# Rodents/Moles in Main Bath



## Nealtw (Jun 22, 2017)

They have been busy, the hole should only be about 8" square.


----------



## SeniorSitizen (Sep 10, 2012)

The only help I might provide is with #3.

If it's a gopher there will most likely be dirt mounds in the yard, possibly some in close proximity to the house. Those dirt piles are excess dirt made when tunneling. Do the trapping outdoors in their tunnel. They plug the tunnel to prevent snakes from entering so when it is opened to set the trap that exposes the tunnel to air and they sense that and come to re-plug the tunnel. If the trap was successful they are ready for gopher after life.


----------



## Nealtw (Jun 22, 2017)

tg.impson77 said:


> Our house was built in early 80's on concrete foundation. I started remodel in main bathroom. Tore out the old vanity to replace with new one only to discover that right side of old vanity provided plumbing access to tub/shower surround. I bought a smaller vanity and made a new wood panel to maintain access. Yesterday I opened the panel and found two huge piles of dirt on both sides of the tub surround. Pest Pro indicates it's probably a gopher that's dug through plumbing holes made for drainage, etc., to the tub.
> 
> Six Questions:
> 
> ...


 Mostly I am just bumping this thread. 

Getting rid of the critters is one thing but now you have a lot of dirt missing from under the house, 

There is a hole in the concrete, usually about 8" sq. I would poke the dirt down in there and then start putting water down there, that will make the dirt settle down, if that works then you could add more dirt and try it again. Just tapping on a concrete or tile floor with a wood broom handle sometimes you can hear where the hollow spots are and map them. that would tell you whether it is something to worry about or not. 



We can see a small leak from the back of the tub spout, that is like the aid the critter needed to find this spot.


----------

Supplied information —

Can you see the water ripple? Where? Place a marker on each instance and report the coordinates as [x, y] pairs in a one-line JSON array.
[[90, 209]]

What this exercise asks —
1. Answer these from the thread:
(a) About how large is the hole in the concrete usually said to be?
(b) Why do gophers plug their tunnels?
(c) Where was a small leak seen?
2. Please print the thread's text between "There is a hole" and "find this spot.", inclusive.
Work from the thread alone and leave the data aside.

Answers to the problems —
1.
(a) About 8" square.
(b) To prevent snakes from entering.
(c) At the back of the tub spout.

2.
There is a hole in the concrete, usually about 8" sq. I would poke the dirt down in there and then start putting water down there, that will make the dirt settle down, if that works then you could add more dirt and try it again. Just tapping on a concrete or tile floor with a wood broom handle sometimes you can hear where the hollow spots are and map them. that would tell you whether it is something to worry about or not. 



We can see a small leak from the back of the tub spout, that is like the aid the critter needed to find this spot.